» **Your assignment**
Word for word, transcribe the records that follow.

*** Opening of Source records ***

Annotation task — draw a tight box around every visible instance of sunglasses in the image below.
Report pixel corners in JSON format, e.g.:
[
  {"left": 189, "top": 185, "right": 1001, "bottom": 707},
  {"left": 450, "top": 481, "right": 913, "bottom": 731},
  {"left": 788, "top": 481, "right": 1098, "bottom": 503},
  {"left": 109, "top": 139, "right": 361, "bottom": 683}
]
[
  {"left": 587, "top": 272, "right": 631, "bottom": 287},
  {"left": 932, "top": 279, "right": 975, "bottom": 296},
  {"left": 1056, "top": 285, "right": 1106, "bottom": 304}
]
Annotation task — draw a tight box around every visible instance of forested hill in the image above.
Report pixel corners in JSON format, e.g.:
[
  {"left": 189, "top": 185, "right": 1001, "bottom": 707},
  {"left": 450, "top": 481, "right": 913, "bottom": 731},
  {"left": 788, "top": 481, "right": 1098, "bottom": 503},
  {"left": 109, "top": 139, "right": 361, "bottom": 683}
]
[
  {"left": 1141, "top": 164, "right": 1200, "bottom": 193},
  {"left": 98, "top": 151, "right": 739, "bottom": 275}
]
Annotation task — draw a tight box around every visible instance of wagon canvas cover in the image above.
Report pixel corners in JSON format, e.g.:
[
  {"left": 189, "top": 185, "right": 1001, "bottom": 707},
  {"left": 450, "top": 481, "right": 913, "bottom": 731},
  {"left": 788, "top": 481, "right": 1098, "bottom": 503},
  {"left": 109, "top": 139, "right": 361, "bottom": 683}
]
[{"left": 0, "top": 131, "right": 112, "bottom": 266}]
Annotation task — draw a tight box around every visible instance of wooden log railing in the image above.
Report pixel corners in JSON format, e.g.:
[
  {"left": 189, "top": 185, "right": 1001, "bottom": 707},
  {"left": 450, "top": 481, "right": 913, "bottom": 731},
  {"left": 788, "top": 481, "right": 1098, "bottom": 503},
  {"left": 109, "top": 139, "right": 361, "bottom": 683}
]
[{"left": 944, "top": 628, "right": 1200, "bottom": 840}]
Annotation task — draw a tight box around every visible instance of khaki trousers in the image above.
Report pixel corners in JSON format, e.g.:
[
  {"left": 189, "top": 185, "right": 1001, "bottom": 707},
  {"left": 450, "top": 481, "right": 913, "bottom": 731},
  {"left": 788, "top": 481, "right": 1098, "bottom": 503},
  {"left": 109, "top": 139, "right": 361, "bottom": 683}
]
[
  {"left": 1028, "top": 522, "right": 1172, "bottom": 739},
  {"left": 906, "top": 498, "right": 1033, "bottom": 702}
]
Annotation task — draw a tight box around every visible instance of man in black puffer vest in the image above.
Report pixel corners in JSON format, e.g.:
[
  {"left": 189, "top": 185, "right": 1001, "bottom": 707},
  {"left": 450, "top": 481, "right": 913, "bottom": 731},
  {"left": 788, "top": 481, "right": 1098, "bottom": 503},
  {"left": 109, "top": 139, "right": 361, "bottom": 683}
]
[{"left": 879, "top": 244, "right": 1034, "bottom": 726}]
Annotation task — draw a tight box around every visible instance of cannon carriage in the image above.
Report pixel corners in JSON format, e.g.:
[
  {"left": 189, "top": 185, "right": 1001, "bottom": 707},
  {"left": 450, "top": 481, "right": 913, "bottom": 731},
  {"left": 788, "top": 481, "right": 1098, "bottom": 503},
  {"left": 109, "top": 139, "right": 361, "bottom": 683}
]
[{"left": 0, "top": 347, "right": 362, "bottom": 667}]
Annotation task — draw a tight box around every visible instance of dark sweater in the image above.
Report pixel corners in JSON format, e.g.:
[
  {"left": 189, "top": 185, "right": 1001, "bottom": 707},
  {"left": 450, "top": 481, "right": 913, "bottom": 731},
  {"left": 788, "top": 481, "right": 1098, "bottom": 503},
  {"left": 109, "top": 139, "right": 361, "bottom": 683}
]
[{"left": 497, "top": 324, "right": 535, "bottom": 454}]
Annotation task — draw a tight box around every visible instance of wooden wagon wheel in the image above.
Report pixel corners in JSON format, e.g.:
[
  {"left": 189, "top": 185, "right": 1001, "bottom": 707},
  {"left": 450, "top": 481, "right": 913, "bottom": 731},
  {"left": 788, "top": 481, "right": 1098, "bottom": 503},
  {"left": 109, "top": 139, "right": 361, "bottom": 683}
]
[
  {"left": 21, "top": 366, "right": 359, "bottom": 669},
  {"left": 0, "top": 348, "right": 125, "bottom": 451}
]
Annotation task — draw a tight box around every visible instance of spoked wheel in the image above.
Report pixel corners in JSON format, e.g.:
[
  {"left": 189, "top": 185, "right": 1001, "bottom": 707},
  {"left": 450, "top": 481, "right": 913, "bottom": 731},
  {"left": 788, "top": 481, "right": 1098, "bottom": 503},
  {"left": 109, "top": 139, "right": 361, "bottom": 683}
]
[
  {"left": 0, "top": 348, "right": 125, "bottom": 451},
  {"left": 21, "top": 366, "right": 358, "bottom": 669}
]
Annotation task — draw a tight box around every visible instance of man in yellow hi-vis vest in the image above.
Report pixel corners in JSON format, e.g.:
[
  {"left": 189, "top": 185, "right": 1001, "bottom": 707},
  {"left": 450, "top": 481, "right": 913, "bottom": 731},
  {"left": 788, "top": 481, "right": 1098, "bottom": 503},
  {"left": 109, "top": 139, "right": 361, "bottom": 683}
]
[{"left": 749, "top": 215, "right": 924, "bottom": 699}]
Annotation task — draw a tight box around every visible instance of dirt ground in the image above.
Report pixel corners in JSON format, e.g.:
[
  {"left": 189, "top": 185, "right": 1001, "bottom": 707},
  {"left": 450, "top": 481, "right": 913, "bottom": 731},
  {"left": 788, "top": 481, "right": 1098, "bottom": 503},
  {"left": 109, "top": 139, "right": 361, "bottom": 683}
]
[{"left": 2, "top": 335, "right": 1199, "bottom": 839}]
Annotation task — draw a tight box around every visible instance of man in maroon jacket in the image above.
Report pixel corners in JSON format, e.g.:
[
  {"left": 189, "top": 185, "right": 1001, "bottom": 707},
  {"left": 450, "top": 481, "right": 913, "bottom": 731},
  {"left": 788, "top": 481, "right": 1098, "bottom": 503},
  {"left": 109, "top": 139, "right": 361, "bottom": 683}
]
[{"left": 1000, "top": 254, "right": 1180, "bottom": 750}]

*** Close of Source records ***

» **Exercise output**
Annotation task — draw a tight box around every visible instance of sunglasses in the image below.
Report pixel corners in JSON format, e.g.:
[
  {"left": 189, "top": 185, "right": 1001, "bottom": 707},
  {"left": 450, "top": 481, "right": 913, "bottom": 731},
  {"left": 788, "top": 481, "right": 1098, "bottom": 503},
  {"left": 109, "top": 139, "right": 361, "bottom": 683}
]
[
  {"left": 587, "top": 272, "right": 631, "bottom": 287},
  {"left": 932, "top": 279, "right": 975, "bottom": 296},
  {"left": 1056, "top": 285, "right": 1106, "bottom": 304}
]
Annotation task — draw a tight box around every visible instance of forested hill in the image above.
Report pixel corners in JSON format, e.g.:
[
  {"left": 189, "top": 185, "right": 1001, "bottom": 707},
  {"left": 450, "top": 481, "right": 913, "bottom": 731},
  {"left": 788, "top": 481, "right": 1098, "bottom": 503},
  {"left": 109, "top": 139, "right": 361, "bottom": 683}
]
[
  {"left": 1141, "top": 164, "right": 1200, "bottom": 193},
  {"left": 98, "top": 151, "right": 739, "bottom": 275}
]
Annotation task — draw a tight box around every visible instance of wagon canvas cover in the image above.
Report pixel corners in JSON format, e.g.:
[
  {"left": 189, "top": 185, "right": 1001, "bottom": 707},
  {"left": 450, "top": 481, "right": 913, "bottom": 731},
  {"left": 788, "top": 481, "right": 1098, "bottom": 503},
  {"left": 109, "top": 139, "right": 361, "bottom": 683}
]
[{"left": 0, "top": 131, "right": 112, "bottom": 266}]
Annotation task — draw a tight box around every visible instance of wooden log railing in the image above.
Report pixel corners in JSON format, e.g.:
[
  {"left": 189, "top": 185, "right": 1001, "bottom": 707},
  {"left": 450, "top": 481, "right": 913, "bottom": 731},
  {"left": 788, "top": 481, "right": 1098, "bottom": 503},
  {"left": 109, "top": 139, "right": 361, "bottom": 683}
]
[{"left": 944, "top": 628, "right": 1200, "bottom": 840}]
Annotation task — draw a tight box around every visible instance of khaki trousers in the image above.
Report pixel corners in JSON format, e.g.:
[
  {"left": 189, "top": 185, "right": 1001, "bottom": 707},
  {"left": 450, "top": 481, "right": 913, "bottom": 731},
  {"left": 788, "top": 481, "right": 1098, "bottom": 503},
  {"left": 109, "top": 139, "right": 361, "bottom": 683}
]
[
  {"left": 1028, "top": 522, "right": 1172, "bottom": 739},
  {"left": 906, "top": 498, "right": 1033, "bottom": 702}
]
Annotation task — draw a tight box around every visible instance of man in black puffer vest in the image above.
Report pixel corners in JSON format, e.g.:
[
  {"left": 189, "top": 185, "right": 1001, "bottom": 707},
  {"left": 450, "top": 481, "right": 913, "bottom": 731},
  {"left": 788, "top": 481, "right": 1098, "bottom": 503},
  {"left": 109, "top": 139, "right": 361, "bottom": 683}
]
[{"left": 879, "top": 244, "right": 1034, "bottom": 726}]
Annotation task — draw a tight box around every visible instance of cannon carriage in the image above.
Report pixel corners in JSON format, e.g.:
[
  {"left": 189, "top": 185, "right": 1001, "bottom": 707},
  {"left": 450, "top": 481, "right": 913, "bottom": 731},
  {"left": 788, "top": 481, "right": 1098, "bottom": 503},
  {"left": 109, "top": 139, "right": 361, "bottom": 683}
]
[{"left": 0, "top": 347, "right": 362, "bottom": 667}]
Annotation task — draw a tight box around every visible instance of dark sweater in the image above.
Report pixel corners in JSON format, e.g.:
[
  {"left": 189, "top": 185, "right": 1001, "bottom": 707},
  {"left": 450, "top": 481, "right": 913, "bottom": 731},
  {"left": 788, "top": 481, "right": 1098, "bottom": 503},
  {"left": 109, "top": 139, "right": 361, "bottom": 683}
]
[{"left": 497, "top": 324, "right": 535, "bottom": 454}]
Annotation task — draw a tight box around every visible instance of wooden wagon wheel in the image above.
Report pixel corners in JSON format, e.g.:
[
  {"left": 189, "top": 185, "right": 1001, "bottom": 707},
  {"left": 450, "top": 481, "right": 913, "bottom": 731},
  {"left": 788, "top": 481, "right": 1098, "bottom": 503},
  {"left": 109, "top": 139, "right": 361, "bottom": 683}
]
[
  {"left": 21, "top": 366, "right": 359, "bottom": 669},
  {"left": 0, "top": 348, "right": 125, "bottom": 451}
]
Annotation task — draw a tight box around every visible instance of spoked wheel in the image above.
Report pixel corners in JSON format, e.g.:
[
  {"left": 189, "top": 185, "right": 1001, "bottom": 707},
  {"left": 450, "top": 481, "right": 913, "bottom": 731},
  {"left": 788, "top": 481, "right": 1098, "bottom": 503},
  {"left": 109, "top": 139, "right": 361, "bottom": 683}
]
[
  {"left": 0, "top": 348, "right": 125, "bottom": 451},
  {"left": 21, "top": 366, "right": 358, "bottom": 669}
]
Annotation task — draw a tight box around every visible instance of man in yellow hi-vis vest in the image above.
Report pixel corners in JSON format, e.g.:
[
  {"left": 189, "top": 185, "right": 1001, "bottom": 707},
  {"left": 450, "top": 481, "right": 913, "bottom": 731},
  {"left": 788, "top": 481, "right": 1098, "bottom": 503},
  {"left": 109, "top": 139, "right": 361, "bottom": 683}
]
[{"left": 749, "top": 215, "right": 924, "bottom": 699}]
Annotation task — draw a tight box around every visible instance of dirt ground in the image above.
Report pixel corners in JSON format, e.g.:
[
  {"left": 189, "top": 185, "right": 1001, "bottom": 707},
  {"left": 450, "top": 481, "right": 913, "bottom": 731},
  {"left": 788, "top": 481, "right": 1098, "bottom": 503},
  {"left": 109, "top": 139, "right": 361, "bottom": 683}
]
[{"left": 2, "top": 335, "right": 1199, "bottom": 839}]
Annotation task — draw a tight box around every visible instance of man in maroon jacket in the image above.
Report pixel corners in JSON format, e.g.:
[
  {"left": 189, "top": 185, "right": 1001, "bottom": 707},
  {"left": 450, "top": 481, "right": 913, "bottom": 731},
  {"left": 788, "top": 481, "right": 1098, "bottom": 503},
  {"left": 109, "top": 139, "right": 361, "bottom": 683}
]
[{"left": 1000, "top": 254, "right": 1180, "bottom": 750}]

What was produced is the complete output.